EXTRACT —

★ ★ ★ ★ ★

The Israelites’ last night in Egypt was tense and dramatic. The Angel of Death was out and about and the Israelite slaves were in lockdown—commanded to remain inside their homes, secured behind doorposts smeared with amulets of blood and hyssop. Outside, the streets were haunted by the shrieks of dying men and beasts – “there was no house where there was not someone dead” (12:30). Even the dogs dared not whet their tongues with the Angel of Death so close at hand. Given the richness of the Torah’s description of this “night of vigil,” it seems surprising that when the rabbis discuss the eve of the Exodus, they are focused less on what happened and more on when it happened – and on why that timing matters.

★ ★ ★ ★ ★

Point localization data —
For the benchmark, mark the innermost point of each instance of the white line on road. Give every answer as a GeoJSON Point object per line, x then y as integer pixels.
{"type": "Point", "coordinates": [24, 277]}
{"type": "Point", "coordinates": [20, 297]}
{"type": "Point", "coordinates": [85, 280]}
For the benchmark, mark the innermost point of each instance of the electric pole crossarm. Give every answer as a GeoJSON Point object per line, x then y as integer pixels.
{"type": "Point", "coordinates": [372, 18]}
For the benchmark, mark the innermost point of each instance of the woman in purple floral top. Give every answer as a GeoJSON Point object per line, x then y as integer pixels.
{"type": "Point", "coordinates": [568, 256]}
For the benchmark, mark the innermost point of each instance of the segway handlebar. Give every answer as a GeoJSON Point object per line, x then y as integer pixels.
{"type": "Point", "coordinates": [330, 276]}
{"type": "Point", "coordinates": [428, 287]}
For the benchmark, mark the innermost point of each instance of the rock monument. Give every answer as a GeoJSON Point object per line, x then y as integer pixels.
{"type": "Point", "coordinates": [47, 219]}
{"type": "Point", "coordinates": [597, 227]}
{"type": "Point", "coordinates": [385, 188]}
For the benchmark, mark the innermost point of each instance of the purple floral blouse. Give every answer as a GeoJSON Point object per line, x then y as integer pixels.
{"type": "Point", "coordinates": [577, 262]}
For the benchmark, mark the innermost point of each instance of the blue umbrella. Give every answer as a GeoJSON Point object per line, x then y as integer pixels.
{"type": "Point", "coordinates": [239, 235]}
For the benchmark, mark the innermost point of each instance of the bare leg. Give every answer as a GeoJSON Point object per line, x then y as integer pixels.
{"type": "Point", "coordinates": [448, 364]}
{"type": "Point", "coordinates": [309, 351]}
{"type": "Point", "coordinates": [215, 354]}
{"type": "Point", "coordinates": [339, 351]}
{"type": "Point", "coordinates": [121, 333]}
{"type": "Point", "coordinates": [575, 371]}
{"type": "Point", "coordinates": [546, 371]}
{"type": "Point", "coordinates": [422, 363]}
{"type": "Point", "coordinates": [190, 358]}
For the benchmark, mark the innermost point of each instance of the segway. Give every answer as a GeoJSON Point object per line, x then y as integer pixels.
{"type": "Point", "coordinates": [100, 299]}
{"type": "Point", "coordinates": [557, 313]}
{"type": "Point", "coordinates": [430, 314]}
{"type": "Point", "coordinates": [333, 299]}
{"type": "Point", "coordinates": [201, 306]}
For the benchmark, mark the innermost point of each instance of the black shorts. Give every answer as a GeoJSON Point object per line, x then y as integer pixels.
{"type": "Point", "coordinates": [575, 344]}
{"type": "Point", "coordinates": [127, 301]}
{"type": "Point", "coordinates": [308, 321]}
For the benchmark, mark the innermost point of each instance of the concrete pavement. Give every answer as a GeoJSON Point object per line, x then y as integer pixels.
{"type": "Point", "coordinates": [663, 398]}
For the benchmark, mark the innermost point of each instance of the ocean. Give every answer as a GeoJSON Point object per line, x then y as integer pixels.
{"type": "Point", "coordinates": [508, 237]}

★ ★ ★ ★ ★

AIM OF THE EXERCISE — From the passage on the night before the Exodus, list each phrase it uses to refer to that night.

RESPONSE BOX —
- last night in Egypt
- night of vigil
- the eve of the Exodus